#### Supplied entries
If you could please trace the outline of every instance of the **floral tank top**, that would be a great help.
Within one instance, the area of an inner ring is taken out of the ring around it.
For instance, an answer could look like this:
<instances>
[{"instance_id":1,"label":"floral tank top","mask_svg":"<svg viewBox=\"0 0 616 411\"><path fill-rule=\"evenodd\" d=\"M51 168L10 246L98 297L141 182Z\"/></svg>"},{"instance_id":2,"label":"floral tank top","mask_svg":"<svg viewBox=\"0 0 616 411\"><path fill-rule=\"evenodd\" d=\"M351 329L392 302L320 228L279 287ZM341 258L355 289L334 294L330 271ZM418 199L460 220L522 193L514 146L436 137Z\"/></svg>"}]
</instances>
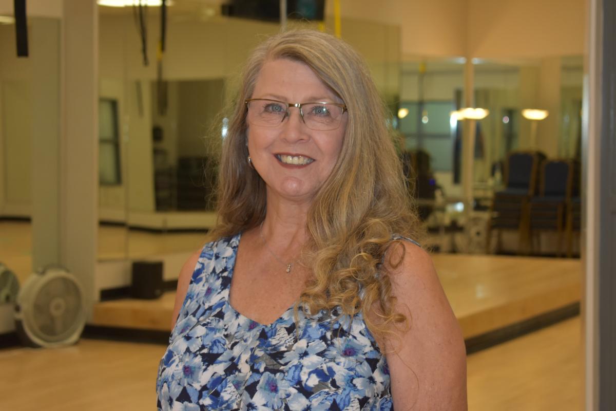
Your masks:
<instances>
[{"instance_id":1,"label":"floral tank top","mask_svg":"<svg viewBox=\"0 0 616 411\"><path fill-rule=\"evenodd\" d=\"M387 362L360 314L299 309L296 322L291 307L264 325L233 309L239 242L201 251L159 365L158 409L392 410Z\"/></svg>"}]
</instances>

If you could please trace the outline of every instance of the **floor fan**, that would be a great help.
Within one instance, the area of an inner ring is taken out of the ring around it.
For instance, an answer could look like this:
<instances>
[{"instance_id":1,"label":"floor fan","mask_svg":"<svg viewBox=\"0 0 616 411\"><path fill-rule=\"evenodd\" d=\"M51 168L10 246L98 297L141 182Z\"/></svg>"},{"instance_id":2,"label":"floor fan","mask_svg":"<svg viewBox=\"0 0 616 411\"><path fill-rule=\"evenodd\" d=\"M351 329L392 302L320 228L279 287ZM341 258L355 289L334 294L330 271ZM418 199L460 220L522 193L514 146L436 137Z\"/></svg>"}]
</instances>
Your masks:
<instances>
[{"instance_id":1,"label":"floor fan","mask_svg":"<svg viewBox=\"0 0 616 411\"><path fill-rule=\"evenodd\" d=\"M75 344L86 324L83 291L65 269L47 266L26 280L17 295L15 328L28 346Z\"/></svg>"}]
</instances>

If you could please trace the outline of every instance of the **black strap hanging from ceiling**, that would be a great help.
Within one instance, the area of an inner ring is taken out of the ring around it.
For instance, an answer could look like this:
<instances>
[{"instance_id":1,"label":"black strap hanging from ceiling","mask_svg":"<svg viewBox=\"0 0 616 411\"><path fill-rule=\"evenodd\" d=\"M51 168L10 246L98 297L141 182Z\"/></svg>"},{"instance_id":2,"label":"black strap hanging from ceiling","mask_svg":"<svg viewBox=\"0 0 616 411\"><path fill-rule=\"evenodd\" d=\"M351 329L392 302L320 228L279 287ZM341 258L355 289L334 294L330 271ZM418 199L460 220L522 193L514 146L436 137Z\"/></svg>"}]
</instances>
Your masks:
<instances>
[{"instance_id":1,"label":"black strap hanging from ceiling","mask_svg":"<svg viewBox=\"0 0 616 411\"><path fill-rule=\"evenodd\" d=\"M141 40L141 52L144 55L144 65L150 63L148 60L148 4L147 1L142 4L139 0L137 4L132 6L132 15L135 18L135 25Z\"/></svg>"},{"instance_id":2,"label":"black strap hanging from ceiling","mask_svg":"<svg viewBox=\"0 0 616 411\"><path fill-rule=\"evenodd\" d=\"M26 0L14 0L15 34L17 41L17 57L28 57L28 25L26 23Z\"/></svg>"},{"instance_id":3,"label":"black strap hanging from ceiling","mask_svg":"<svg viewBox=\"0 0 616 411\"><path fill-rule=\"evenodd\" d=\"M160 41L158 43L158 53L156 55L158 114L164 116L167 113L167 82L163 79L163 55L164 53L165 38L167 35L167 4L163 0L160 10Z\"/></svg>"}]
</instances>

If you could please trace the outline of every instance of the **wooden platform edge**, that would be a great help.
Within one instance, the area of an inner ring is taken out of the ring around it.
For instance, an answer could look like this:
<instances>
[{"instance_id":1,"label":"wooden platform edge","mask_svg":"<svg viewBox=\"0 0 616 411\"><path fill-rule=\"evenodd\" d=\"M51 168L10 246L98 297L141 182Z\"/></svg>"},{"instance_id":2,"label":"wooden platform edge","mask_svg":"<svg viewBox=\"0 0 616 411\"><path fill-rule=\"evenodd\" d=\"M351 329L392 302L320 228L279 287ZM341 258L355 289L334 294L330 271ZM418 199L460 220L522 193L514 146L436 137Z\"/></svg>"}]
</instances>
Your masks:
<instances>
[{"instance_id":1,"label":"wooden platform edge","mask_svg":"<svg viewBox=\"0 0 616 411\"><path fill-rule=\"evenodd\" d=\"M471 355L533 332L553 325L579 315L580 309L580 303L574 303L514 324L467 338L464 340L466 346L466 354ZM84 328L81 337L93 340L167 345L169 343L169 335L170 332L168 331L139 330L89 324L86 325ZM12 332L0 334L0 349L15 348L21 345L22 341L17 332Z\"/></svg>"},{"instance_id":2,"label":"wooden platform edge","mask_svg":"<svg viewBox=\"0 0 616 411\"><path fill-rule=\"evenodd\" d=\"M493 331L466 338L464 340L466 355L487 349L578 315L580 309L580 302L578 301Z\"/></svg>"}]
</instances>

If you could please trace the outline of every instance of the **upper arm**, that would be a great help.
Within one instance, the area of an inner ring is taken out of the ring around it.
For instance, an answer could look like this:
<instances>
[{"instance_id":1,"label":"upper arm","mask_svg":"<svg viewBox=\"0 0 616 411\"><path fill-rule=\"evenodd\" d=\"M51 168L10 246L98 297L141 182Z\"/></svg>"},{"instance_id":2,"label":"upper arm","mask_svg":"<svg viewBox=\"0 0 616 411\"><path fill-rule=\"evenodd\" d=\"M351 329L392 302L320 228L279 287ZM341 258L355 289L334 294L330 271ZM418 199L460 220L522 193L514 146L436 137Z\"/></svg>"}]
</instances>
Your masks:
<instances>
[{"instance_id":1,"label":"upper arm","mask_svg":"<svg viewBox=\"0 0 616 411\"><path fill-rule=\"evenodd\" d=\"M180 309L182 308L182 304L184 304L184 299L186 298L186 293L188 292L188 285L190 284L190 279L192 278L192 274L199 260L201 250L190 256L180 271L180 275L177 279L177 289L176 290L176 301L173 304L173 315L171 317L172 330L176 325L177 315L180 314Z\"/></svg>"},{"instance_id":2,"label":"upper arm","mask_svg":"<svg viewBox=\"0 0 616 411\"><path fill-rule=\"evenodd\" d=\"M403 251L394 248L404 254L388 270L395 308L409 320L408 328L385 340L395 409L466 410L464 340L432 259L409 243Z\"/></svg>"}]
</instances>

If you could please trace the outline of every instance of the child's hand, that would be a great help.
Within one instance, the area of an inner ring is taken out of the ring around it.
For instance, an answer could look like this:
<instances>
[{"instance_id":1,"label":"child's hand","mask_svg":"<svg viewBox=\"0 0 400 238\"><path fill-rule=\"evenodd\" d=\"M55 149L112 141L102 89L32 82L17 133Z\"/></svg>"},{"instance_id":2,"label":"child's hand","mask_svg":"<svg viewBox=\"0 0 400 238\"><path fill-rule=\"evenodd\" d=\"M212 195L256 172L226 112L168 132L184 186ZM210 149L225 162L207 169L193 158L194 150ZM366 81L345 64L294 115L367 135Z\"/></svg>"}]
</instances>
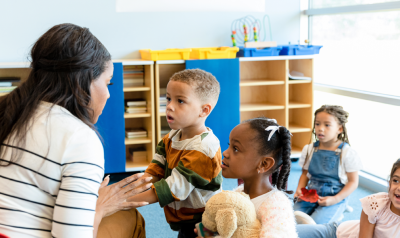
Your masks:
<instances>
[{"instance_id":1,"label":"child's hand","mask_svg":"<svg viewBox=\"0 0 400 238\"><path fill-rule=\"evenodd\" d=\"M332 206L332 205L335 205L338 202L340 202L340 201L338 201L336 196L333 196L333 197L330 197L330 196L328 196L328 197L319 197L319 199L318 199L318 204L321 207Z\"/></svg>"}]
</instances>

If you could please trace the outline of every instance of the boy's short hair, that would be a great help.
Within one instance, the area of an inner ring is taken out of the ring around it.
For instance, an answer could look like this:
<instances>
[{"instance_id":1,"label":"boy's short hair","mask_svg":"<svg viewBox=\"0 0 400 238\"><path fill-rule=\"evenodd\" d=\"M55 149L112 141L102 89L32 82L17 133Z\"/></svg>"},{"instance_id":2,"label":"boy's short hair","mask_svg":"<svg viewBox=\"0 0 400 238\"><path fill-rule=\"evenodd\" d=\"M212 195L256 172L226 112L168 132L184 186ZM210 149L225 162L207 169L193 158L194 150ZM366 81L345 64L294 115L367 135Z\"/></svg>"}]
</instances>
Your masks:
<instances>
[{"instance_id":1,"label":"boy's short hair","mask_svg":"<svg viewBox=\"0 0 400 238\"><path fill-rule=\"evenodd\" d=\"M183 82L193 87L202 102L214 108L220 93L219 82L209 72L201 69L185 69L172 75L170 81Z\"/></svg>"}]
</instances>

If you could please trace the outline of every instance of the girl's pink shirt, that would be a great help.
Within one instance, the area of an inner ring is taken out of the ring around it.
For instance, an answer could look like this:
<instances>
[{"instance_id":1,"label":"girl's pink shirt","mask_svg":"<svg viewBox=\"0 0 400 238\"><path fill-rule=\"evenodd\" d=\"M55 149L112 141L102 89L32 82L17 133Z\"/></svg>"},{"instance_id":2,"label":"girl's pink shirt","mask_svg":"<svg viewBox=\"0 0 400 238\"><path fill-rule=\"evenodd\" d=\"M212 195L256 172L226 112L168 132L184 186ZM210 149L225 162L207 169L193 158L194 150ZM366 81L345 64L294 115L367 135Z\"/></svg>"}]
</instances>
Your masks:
########
### The request
Return the lines from the line containing "shirt, that would be a great help." to the end of the entries above, exactly as they appear and with no other output.

### Answer below
If you could please trace the outline of every instance of the girl's pink shirt, that would be a great help.
Within one instance, the area of an inner ring is taken out of the ring around it.
For instance, an answer could look like this:
<instances>
[{"instance_id":1,"label":"girl's pink shirt","mask_svg":"<svg viewBox=\"0 0 400 238\"><path fill-rule=\"evenodd\" d=\"M55 149L112 141L102 89L32 82L17 133Z\"/></svg>"},{"instance_id":2,"label":"girl's pink shirt","mask_svg":"<svg viewBox=\"0 0 400 238\"><path fill-rule=\"evenodd\" d=\"M212 195L256 172L226 112L168 132L184 186ZM210 149L225 162L207 169L193 158L194 150ZM366 81L345 64L294 115L367 135Z\"/></svg>"}]
</instances>
Your masks:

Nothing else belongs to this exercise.